PROBLEM DESCRIPTION
Count the lines in the entries below that contain the string "handle", matching case exactly. Give only the number.

LISTED RECORDS
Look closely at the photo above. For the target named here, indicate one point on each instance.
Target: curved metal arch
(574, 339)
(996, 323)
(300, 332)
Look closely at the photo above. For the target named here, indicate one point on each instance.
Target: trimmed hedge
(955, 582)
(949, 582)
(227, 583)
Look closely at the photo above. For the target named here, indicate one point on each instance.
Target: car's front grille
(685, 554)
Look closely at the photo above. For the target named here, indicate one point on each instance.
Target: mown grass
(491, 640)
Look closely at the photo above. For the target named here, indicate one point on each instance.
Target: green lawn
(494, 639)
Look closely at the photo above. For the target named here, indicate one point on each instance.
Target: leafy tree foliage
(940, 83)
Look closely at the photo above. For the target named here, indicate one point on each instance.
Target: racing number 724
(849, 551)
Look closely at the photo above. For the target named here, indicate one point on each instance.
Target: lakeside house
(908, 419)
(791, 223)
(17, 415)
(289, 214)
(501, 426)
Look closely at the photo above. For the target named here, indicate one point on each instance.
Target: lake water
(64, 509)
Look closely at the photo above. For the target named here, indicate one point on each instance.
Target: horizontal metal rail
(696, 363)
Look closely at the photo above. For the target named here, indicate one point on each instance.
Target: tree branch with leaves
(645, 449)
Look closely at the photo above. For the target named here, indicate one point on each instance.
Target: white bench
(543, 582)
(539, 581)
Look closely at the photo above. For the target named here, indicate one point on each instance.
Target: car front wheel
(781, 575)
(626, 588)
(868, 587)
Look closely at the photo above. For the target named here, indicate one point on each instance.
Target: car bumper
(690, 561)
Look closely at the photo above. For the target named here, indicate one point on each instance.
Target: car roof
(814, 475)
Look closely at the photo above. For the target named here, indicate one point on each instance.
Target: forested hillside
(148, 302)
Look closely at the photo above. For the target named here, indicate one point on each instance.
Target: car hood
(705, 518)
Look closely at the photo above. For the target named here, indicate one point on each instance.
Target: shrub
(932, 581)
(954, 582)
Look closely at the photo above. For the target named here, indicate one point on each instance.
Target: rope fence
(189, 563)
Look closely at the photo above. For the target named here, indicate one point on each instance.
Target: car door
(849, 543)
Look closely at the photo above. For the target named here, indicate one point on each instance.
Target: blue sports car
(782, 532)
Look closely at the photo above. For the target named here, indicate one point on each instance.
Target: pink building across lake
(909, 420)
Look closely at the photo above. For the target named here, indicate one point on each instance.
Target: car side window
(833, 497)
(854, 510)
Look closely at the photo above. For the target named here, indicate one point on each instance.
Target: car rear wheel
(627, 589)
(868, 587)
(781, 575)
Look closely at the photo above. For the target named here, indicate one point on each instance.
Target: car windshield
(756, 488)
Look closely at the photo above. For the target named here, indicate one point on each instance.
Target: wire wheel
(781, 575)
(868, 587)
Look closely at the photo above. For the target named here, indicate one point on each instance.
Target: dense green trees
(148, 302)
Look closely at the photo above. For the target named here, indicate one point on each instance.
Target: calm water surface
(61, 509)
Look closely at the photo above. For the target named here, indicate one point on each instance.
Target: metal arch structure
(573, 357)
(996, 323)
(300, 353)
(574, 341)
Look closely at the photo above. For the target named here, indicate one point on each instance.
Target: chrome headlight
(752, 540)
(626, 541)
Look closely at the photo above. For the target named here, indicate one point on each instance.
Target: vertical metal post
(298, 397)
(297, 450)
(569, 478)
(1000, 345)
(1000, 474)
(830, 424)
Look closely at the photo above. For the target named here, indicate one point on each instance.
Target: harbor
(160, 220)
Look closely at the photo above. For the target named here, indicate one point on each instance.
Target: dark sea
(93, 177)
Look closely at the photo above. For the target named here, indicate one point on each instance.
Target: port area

...

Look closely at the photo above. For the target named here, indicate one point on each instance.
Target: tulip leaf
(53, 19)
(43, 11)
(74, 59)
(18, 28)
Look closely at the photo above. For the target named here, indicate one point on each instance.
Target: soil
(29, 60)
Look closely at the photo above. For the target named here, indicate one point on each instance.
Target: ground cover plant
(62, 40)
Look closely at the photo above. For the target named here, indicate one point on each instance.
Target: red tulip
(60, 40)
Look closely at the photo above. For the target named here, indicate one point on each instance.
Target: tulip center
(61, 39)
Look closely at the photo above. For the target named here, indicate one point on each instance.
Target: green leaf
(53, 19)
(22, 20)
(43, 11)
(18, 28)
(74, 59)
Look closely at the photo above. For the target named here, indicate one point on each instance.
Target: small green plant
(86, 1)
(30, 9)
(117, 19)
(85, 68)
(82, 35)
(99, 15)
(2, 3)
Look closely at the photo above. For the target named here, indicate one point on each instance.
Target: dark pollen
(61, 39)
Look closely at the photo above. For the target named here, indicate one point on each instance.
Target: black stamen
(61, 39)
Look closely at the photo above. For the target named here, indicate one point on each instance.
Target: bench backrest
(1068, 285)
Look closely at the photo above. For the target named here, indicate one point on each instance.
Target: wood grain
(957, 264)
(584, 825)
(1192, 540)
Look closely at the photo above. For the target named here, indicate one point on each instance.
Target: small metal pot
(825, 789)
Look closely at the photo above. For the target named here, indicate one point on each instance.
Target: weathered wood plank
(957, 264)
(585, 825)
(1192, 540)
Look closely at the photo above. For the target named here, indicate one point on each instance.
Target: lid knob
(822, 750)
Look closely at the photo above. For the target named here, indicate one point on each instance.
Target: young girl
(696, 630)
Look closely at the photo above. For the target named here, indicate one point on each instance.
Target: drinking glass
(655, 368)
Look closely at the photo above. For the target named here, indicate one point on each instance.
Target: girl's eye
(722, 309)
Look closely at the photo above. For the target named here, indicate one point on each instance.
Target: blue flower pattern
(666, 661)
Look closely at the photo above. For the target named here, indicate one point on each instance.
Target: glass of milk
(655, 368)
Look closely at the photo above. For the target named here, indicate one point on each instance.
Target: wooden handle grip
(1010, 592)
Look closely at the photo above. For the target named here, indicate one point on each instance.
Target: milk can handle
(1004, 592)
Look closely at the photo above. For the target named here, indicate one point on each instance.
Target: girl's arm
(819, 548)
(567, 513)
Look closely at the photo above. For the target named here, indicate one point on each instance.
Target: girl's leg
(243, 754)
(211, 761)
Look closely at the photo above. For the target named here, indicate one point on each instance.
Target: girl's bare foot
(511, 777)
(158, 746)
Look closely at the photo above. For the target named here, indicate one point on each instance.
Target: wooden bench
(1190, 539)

TASK RESULT
2